▸ What you will do
Every record below is to be restated word for word, and no picture is to be copied.

▸ Point localization data
● ● ● ●
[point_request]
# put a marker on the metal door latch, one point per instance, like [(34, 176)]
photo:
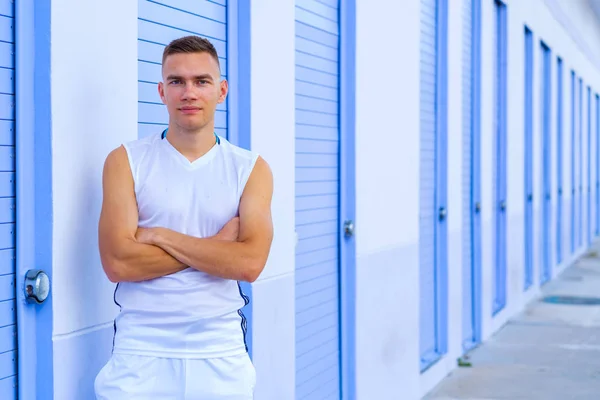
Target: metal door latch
[(37, 286), (349, 228)]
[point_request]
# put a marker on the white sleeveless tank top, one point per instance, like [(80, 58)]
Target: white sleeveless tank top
[(189, 314)]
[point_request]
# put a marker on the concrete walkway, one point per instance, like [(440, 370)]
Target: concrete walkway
[(549, 352)]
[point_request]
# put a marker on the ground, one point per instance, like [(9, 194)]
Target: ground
[(550, 351)]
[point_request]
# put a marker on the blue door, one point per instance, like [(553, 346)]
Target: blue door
[(317, 200), (528, 158), (471, 186), (597, 165), (546, 100), (500, 158), (433, 169), (588, 228), (580, 166), (559, 160), (573, 175), (8, 320)]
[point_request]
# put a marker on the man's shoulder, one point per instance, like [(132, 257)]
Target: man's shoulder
[(239, 154)]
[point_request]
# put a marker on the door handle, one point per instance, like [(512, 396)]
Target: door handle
[(37, 286), (349, 228), (442, 213)]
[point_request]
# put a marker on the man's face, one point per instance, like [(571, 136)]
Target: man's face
[(191, 89)]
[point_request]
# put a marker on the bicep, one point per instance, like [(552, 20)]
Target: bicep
[(256, 224), (119, 214)]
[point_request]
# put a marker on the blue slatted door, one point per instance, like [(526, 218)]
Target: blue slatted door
[(528, 158), (597, 165), (471, 172), (588, 228), (317, 200), (500, 158), (546, 99), (559, 161), (8, 322), (573, 175), (433, 169), (159, 22), (471, 178), (580, 166)]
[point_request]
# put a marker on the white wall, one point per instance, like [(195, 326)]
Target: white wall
[(387, 187), (272, 119), (94, 109)]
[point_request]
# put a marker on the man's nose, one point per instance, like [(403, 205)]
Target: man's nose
[(189, 92)]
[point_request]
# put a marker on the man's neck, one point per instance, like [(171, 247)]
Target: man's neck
[(192, 144)]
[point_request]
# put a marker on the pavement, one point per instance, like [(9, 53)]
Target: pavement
[(550, 351)]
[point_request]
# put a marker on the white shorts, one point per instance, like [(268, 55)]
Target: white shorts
[(129, 377)]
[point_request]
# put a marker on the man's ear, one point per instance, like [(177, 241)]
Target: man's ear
[(161, 92), (224, 86)]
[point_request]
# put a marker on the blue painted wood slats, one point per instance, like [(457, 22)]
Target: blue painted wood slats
[(528, 114), (559, 160), (573, 170), (8, 327), (433, 181), (317, 136), (546, 101), (471, 323), (499, 156)]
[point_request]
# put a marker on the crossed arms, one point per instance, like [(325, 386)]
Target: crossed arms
[(129, 253)]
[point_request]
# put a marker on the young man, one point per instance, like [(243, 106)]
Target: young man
[(185, 216)]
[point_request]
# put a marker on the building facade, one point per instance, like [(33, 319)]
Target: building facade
[(435, 163)]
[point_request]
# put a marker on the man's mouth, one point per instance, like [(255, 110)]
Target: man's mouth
[(189, 109)]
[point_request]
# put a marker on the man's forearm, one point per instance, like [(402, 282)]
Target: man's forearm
[(140, 262), (224, 259)]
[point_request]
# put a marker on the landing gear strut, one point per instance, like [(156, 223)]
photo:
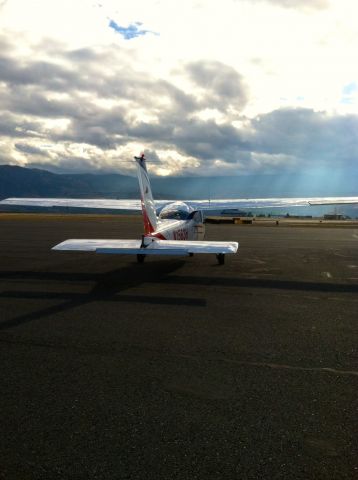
● ● ● ●
▸ Reply
[point_request]
# put a marker on the metal door latch, one point per instance, like [(34, 176)]
photo:
Target: metal door latch
[(37, 286), (349, 228)]
[point_request]
# put a marker on the white sleeveless tank top, one point per instance, like [(80, 58)]
Target: white sleeveless tank top
[(189, 314)]
[point_request]
# put a marker on the concrete walkway, one point per instance, like [(440, 370)]
Target: concrete walkway
[(549, 352)]
[point_request]
# put a marker on the ground, one point per instance, like [(9, 194)]
Target: ground
[(550, 351)]
[point_request]
# put a marker on the blue door, one point per instance, like [(553, 346)]
Target: blue door
[(317, 200), (528, 158), (471, 186), (597, 165), (546, 100), (500, 158), (433, 169), (588, 228), (580, 166), (559, 160), (573, 175), (8, 320)]
[point_request]
# put a marker on the man's shoulder, one point per instance, like [(132, 257)]
Target: man's shoulder
[(239, 154)]
[point_request]
# put a marker on the door handle, one point per instance, like [(512, 396)]
Target: door handle
[(37, 286), (349, 228), (442, 213)]
[point_request]
# put a marker on the man's face, one point per instance, like [(571, 136)]
Target: man's face
[(191, 89)]
[point_request]
# put a marker on the bicep, one point per instance, like [(552, 20)]
Target: bicep
[(256, 224), (119, 214)]
[point_request]
# put a marker on the blue slatted door, one point per instance, like [(526, 218)]
Target: blue slatted door
[(528, 158), (597, 165), (471, 172), (588, 228), (317, 200), (500, 158), (546, 99), (559, 161), (8, 322), (573, 175), (433, 169), (159, 22), (471, 178), (580, 166)]
[point_request]
# put a marker on the white wall, one point per instance, like [(195, 326)]
Target: white wall
[(387, 187), (272, 119), (94, 109)]
[point_request]
# put a marker on the man's nose, one point per instance, like [(403, 205)]
Target: man's nose
[(189, 92)]
[point_request]
# put a marker on the man's neck, one point per instance, like [(171, 247)]
Target: man's neck
[(192, 144)]
[point_request]
# put a marker on the pavement, one point per instance, like [(9, 53)]
Target: pavement
[(550, 351)]
[point_request]
# put a marker on the white shorts, one point per instance, like [(268, 55)]
Target: white shorts
[(129, 377)]
[point_request]
# put a marker on the man's ear, one point per instance, like [(177, 241)]
Target: man's ear
[(161, 92), (224, 86)]
[point_request]
# put a marker on the blue painted wood slats, one point per instance, like [(457, 22)]
Target: blue painted wood slats
[(528, 114), (559, 160), (573, 170), (8, 327), (433, 181), (317, 136), (546, 101), (471, 323), (499, 156)]
[point_request]
# put a marker on the crossed arms, one point per instance, like [(325, 386)]
Target: crossed arms
[(129, 253)]
[point_request]
# put a marker on the young man, one point per instance, like [(243, 106)]
Target: young man
[(185, 216)]
[point_request]
# put a marker on the building facade, one point per instance, like [(33, 319)]
Target: building facade
[(435, 163)]
[point_request]
# put a marker on the man's mouth, one point per instance, like [(255, 110)]
Target: man's mouth
[(189, 109)]
[point_request]
# put a marker on the man's forearm, one point per instance, like [(402, 282)]
Target: man's forearm
[(140, 262), (224, 259)]
[point_request]
# put a marker on the landing gear strut, one point per instance, like [(156, 223)]
photo:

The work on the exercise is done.